University Curriculum Transformations in Context

Global-Local Dynamics of Policy Processes

By Victoria Valdebenito MacFarlane, Tom O’Donoghue and Lesley Vidovich

Education systems and universities around the world are currently seeking to strengthen their competitive positioning in today’s global knowledge era through curriculum policy transformations. These are taking place as a result of ideological shifts and policy flows, as well as networks between global and local levels, leading to radical university changes in curricula.

Chile is no exception to this general trend. Here, universities are particularly aiming to address the challenges presented by globalization, internationalization and the global knowledge society. A major associated strategy involves the production and enactment of what is termed a ‘21st century curriculum policy’, which refers to a curriculum that promotes the acquisition of such higher-order skills as creative and critical thinking, collaboration and problem-solving skills.

University Curriculum Transformations in Context: Global-Local Dynamics of Policy Processes details associated international influences in this regard, and presents a detailed exposition of how some universities in Chile have been addressing the challenges they face. In this edition of Book in Focus, co-author Victoria Valdebenito Mac Farlane discusses the various crises that have affected the Chilean higher education system from the Pinochet era to the present day, and presents her analysis of what more needs to be done.


The Crisis of the Education System in Chile

By Victoria Valdebenito Mac Farlane

Chile is a Latin American country which regularly draws media attention due to its social movements, especially in the educational field, with scholars and evidence showing that there is huge a ‘crisis in education’. Regarding the latter, during the ‘80s, when the country was under Pinochet’s dictatorship, different neoliberal structures and policies were implemented. This dictatorship started in 1973 and finished in 1989.

However, how did this current crisis come about?

Specifically, in the university system, in 1981, the General Law of universities was promulgated. Before this, the higher education system in Chile consisted only of public universities. With this new legal framework, the dictatorship initiated the privatisation of higher education, ensuring the possibility of creating private universities. Also, this completely disarticulated the network of universities existing at that time by regionalising them and dividing them into a number of institutions without major links to each other. Before 1981, there was a one-level, one-sector system, composed of two state and six private universities, all of which were funded by the public treasury because, in 1923, under the presidency of Arturo Alessandri Palma, Parliament approved public financing for all universities, both public and private.

Drastic transformations were made between the 1980s and the 1990s in higher education in Chile, directed at achieving three main goals. First, they sought to open up the higher education system through a liberalisation of rules for the creation of new institutions as stated before. They also aimed to create institutional diversification in a vertical three-tier system consisting of universities, professional institutes, and technical training centres. The third goal was to partially transfer the cost of state-financed institutions to the students and their families, thus forcing them to diversify their funding sources. Following the initiation of these reforms, private universities and professional training centres became a lucrative business in Chile.

• [Dataset entries]
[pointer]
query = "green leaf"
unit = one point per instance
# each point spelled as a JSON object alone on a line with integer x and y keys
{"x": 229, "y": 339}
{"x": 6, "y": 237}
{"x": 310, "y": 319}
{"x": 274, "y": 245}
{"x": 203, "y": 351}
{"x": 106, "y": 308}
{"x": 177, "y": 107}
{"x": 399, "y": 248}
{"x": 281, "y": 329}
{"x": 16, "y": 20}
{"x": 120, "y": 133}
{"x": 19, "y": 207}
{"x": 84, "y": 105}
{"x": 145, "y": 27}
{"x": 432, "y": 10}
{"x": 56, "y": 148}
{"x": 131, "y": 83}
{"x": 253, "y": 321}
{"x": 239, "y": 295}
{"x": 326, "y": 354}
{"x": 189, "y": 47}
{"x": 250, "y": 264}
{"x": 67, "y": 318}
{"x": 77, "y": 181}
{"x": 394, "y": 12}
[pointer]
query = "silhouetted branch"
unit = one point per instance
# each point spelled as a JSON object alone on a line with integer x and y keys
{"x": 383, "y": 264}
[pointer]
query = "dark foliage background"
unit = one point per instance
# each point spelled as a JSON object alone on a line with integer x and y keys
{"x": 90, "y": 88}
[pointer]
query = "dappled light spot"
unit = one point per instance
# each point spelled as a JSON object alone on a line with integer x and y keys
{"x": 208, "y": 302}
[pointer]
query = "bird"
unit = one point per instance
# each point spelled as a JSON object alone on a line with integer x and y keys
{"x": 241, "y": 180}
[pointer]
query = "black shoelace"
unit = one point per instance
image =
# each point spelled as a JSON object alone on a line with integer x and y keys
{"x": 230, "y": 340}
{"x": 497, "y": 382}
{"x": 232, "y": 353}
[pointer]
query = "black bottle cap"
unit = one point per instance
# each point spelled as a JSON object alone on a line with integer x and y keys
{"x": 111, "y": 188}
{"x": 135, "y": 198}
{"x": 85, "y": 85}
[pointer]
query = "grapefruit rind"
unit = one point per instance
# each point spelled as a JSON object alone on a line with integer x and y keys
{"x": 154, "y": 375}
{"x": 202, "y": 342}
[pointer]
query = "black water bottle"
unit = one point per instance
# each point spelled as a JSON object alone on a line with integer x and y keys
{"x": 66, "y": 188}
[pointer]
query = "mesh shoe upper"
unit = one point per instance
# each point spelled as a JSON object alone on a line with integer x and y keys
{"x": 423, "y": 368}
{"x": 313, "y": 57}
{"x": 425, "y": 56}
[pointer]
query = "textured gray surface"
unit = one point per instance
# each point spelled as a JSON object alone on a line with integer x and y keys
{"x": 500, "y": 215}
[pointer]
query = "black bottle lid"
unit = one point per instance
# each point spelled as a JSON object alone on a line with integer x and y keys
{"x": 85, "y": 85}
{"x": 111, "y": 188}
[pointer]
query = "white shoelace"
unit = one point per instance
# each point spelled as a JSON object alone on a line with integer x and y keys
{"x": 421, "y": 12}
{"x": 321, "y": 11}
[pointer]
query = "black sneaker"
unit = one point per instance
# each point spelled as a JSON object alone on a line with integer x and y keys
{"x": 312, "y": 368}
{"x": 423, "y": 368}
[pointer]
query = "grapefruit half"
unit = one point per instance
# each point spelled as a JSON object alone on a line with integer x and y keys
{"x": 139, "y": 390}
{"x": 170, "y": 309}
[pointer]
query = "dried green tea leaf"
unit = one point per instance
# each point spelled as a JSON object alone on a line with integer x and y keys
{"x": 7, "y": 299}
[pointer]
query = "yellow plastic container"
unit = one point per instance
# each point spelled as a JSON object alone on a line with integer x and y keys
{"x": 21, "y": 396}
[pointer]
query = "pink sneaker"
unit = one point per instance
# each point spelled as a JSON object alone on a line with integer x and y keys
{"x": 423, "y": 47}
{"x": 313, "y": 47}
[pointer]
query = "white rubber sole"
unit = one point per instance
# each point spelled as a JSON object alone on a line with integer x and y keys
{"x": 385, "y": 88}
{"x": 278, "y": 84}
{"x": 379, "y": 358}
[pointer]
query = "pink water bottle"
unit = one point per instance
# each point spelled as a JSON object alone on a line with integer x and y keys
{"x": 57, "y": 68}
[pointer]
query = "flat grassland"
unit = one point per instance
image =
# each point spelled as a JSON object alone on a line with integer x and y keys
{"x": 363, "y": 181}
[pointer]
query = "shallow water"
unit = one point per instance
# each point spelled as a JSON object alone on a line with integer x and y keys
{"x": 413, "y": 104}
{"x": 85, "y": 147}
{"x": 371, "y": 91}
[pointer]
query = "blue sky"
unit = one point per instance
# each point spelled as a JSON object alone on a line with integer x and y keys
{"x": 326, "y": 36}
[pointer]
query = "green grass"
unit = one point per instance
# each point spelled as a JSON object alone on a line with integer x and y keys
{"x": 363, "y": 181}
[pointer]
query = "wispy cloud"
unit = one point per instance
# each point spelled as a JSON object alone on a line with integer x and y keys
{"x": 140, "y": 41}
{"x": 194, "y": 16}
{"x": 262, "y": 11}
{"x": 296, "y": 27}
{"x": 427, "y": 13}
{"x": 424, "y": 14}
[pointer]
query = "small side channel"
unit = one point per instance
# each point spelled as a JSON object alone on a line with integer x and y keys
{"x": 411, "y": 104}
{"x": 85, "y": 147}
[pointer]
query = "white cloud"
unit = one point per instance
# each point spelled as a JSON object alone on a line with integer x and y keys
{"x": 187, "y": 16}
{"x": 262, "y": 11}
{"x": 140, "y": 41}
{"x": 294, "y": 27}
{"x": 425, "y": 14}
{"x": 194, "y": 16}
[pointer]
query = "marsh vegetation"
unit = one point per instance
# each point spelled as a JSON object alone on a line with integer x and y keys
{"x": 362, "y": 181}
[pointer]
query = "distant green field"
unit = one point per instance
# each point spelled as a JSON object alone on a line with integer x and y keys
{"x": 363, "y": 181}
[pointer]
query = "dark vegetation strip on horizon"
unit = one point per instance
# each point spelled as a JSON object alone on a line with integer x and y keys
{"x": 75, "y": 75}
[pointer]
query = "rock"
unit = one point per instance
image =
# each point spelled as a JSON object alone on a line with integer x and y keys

• [Task set]
1. Quote the excerpt on Chilean higher education word for word, starting at "Education systems and" and ending at "and problem-solving skills.".
2. Pick up the excerpt on Chilean higher education after its last sentence and write what comes next.
The records have nothing to do with the excerpt on Chilean higher education.

• [Results in order]
1.
Education systems and universities around the world are currently seeking to strengthen their competitive positioning in today’s global knowledge era through curriculum policy transformations. These are taking place as a result of ideological shifts and policy flows, as well as networks between global and local levels, leading to radical university changes in curricula.

Chile is no exception to this general trend. Here, universities are particularly aiming to address the challenges presented by globalization, internationalization and the global knowledge society. A major associated strategy involves the production and enactment of what is termed a ‘21st century curriculum policy’, which refers to a curriculum that promotes the acquisition of such higher-order skills as creative and critical thinking, collaboration and problem-solving skills.

2.
The dictatorship of Pinochet ended after negotiations between the dictatorship’s administrators and a section of the political opposition, namely the Coalition of Parties for Democracy, an alliance formed by the Christian Democratic Party, the Radical Party, and the Socialist Party. Despite this transition to democracy, the military regime approved of, and published, the ‘Organic Constitutional Law on Teaching’ (or ‘LOCE’) in its last day in office, 10 March 1990. This legal framework still acts to regulate primary, secondary and higher education. It was designed to ensure the permanence of the changes established in the 1980s. Subsequent developments took place against a background where, with the return to democracy in 1990, the new government was the inheritor of a system that functioned with deregulated market mechanisms, little state intervention and a diversified funding model for public universities.

The coalition government triumphed in five of the last seven presidential elections: in 1990, with President Patricio Aylwin; in 1994, with President Eduardo Frei; in 2000, with President Ricardo Lagos; and in 2006 and in 2013, with President Michelle Bachelet (Cox, 2006). Bachelet’s administration introduced a series of modifications in the education sector which maintained the neoliberal core of previous policies. In March 2018, the right-wing politician Sebastian Piñera returned to power, retreating from the reforms in higher education promoted by the previous government.

The reforms noted above have had negative effects. As some have noted, the education system has major contradictions and problems, mainly in terms of the quality of education. This perceived poor quality has been revealed through the results of students on standardised tests, both national and international, with deep gaps having been shown to exist between the performance of students in the public school system and that of those enrolled in the private system. Also, the education system in Chile has problems of inequity, which reflect inequities in other areas of society; Chile is one of the two OECD countries in the region where there are extremely high levels of unequal distribution of wealth, alongside Mexico.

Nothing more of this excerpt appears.